What the exercise asks - Write the entries out again. Every character must match.

Exercise data -
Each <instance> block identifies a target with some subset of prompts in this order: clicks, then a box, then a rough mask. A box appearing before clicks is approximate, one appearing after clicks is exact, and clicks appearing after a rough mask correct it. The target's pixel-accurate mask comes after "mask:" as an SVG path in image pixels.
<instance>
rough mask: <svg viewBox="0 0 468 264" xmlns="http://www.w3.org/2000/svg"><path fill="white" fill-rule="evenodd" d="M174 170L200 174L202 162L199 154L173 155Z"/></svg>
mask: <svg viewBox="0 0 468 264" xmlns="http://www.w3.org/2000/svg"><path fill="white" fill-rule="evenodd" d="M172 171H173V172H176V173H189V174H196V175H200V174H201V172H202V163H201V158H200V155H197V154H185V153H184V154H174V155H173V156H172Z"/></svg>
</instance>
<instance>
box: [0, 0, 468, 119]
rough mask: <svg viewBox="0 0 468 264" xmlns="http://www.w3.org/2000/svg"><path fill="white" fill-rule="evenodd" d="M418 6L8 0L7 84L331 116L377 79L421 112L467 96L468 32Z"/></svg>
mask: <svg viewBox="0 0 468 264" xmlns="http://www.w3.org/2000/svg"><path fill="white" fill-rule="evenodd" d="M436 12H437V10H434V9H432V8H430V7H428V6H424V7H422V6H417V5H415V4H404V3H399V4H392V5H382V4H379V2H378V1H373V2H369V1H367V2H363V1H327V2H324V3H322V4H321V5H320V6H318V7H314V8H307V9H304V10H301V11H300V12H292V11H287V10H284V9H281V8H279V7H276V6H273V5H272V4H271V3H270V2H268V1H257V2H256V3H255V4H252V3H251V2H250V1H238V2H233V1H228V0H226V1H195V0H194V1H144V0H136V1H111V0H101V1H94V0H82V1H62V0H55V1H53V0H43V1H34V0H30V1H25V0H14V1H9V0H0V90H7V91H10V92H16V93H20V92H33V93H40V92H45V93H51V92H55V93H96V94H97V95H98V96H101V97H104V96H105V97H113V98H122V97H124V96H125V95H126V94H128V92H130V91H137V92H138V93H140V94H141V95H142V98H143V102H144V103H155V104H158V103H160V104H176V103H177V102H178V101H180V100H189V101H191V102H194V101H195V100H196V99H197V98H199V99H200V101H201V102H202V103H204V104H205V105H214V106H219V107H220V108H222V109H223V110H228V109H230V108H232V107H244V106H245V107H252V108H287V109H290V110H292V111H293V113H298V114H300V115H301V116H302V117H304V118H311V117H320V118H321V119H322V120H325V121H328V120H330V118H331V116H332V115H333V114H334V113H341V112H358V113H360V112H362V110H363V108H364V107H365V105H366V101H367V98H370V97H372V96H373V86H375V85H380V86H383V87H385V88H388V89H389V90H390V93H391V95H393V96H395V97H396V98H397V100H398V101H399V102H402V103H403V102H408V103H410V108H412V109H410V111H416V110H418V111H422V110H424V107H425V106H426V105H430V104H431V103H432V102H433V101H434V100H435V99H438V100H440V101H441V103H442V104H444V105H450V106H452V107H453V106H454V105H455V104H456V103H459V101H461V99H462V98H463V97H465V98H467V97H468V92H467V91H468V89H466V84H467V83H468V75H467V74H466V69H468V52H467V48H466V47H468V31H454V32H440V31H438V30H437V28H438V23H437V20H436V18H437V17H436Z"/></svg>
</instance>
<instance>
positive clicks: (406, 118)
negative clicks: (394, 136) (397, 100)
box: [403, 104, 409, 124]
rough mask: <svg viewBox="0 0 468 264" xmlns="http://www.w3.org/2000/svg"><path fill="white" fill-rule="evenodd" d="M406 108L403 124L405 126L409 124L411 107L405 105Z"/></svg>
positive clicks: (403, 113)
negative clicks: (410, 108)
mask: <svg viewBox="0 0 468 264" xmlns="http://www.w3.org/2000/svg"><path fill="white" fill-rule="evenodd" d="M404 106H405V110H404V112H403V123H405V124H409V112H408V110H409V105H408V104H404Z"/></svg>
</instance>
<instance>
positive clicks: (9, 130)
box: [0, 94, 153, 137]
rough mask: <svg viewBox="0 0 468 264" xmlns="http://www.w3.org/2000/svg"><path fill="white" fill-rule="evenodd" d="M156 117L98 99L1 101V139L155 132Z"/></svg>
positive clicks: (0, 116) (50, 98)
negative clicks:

Your solution -
Each <instance> block identifies a target with some subset of prompts in this order: clicks, then a box, then a rough mask. A box appearing before clicks is approximate, one appearing after clicks is exact, and clicks appearing after a rough mask correct it. The target's pixel-accurate mask comes after "mask:" as an SVG path in image pixels.
<instance>
rough mask: <svg viewBox="0 0 468 264" xmlns="http://www.w3.org/2000/svg"><path fill="white" fill-rule="evenodd" d="M174 170L200 174L202 162L199 154L173 155Z"/></svg>
mask: <svg viewBox="0 0 468 264" xmlns="http://www.w3.org/2000/svg"><path fill="white" fill-rule="evenodd" d="M172 171H173V172H176V173H189V174H196V175H200V174H201V172H202V163H201V158H200V155H197V154H185V153H184V154H174V155H173V156H172Z"/></svg>
</instance>
<instance>
box: [0, 0, 468, 119]
rough mask: <svg viewBox="0 0 468 264" xmlns="http://www.w3.org/2000/svg"><path fill="white" fill-rule="evenodd" d="M418 6L8 0L7 84L331 116L377 79L421 112L467 96L468 32Z"/></svg>
mask: <svg viewBox="0 0 468 264" xmlns="http://www.w3.org/2000/svg"><path fill="white" fill-rule="evenodd" d="M436 12H437V10H434V9H432V8H430V7H428V6H424V7H422V6H417V5H415V4H404V3H399V4H392V5H382V4H379V2H378V1H373V2H369V1H367V2H363V1H327V2H324V3H322V4H321V5H320V6H318V7H314V8H307V9H304V10H301V11H300V12H292V11H287V10H284V9H281V8H279V7H276V6H273V5H272V4H271V3H270V2H268V1H257V2H256V3H255V4H252V3H251V2H250V1H238V2H233V1H228V0H226V1H195V0H194V1H144V0H136V1H111V0H101V1H94V0H82V1H62V0H55V1H53V0H43V1H34V0H30V1H25V0H14V1H9V0H0V90H7V91H10V92H16V93H20V92H33V93H40V92H45V93H51V92H55V93H96V94H97V95H98V96H101V97H104V96H105V97H113V98H122V97H124V96H125V95H126V94H128V92H130V91H137V92H138V93H140V94H141V95H142V98H143V102H144V103H155V104H158V103H160V104H176V103H177V102H178V101H180V100H189V101H191V102H194V101H195V100H196V99H197V98H199V99H200V101H201V102H202V103H204V104H205V105H214V106H219V107H220V108H222V109H223V110H228V109H230V108H232V107H244V106H245V107H252V108H287V109H290V110H292V111H293V113H298V114H300V115H301V116H302V117H304V118H311V117H320V118H321V119H322V120H325V121H328V120H330V118H331V116H332V115H333V114H334V113H341V112H358V113H360V112H362V110H363V108H364V107H365V105H366V101H367V98H370V97H372V96H373V86H375V85H380V86H383V87H385V88H388V89H389V90H390V93H391V95H393V96H395V97H396V98H397V100H398V101H399V102H402V103H403V102H408V103H410V108H412V109H410V111H416V110H418V111H422V110H424V107H425V106H426V105H430V104H431V103H432V102H433V101H434V100H435V99H438V100H440V101H441V103H442V104H444V105H450V106H452V107H453V106H454V105H455V104H456V103H459V101H461V99H462V98H463V97H465V98H467V97H468V92H467V91H468V89H466V84H467V83H468V75H467V74H466V69H468V52H467V48H466V47H468V31H454V32H440V31H438V30H437V28H438V23H437V20H436V18H437V17H436Z"/></svg>
</instance>
<instance>
positive clicks: (406, 118)
negative clicks: (394, 136) (397, 100)
box: [403, 104, 409, 124]
rough mask: <svg viewBox="0 0 468 264" xmlns="http://www.w3.org/2000/svg"><path fill="white" fill-rule="evenodd" d="M406 108L403 124L405 126L409 124L411 107L405 105Z"/></svg>
positive clicks: (403, 113)
negative clicks: (410, 108)
mask: <svg viewBox="0 0 468 264" xmlns="http://www.w3.org/2000/svg"><path fill="white" fill-rule="evenodd" d="M404 106H405V110H404V112H403V123H405V124H409V112H408V110H409V105H408V104H404Z"/></svg>
</instance>
<instance>
positive clicks: (9, 130)
box: [0, 94, 153, 137]
rough mask: <svg viewBox="0 0 468 264" xmlns="http://www.w3.org/2000/svg"><path fill="white" fill-rule="evenodd" d="M156 117L98 99L1 101V139L155 132Z"/></svg>
positive clicks: (0, 116) (50, 98)
negative clicks:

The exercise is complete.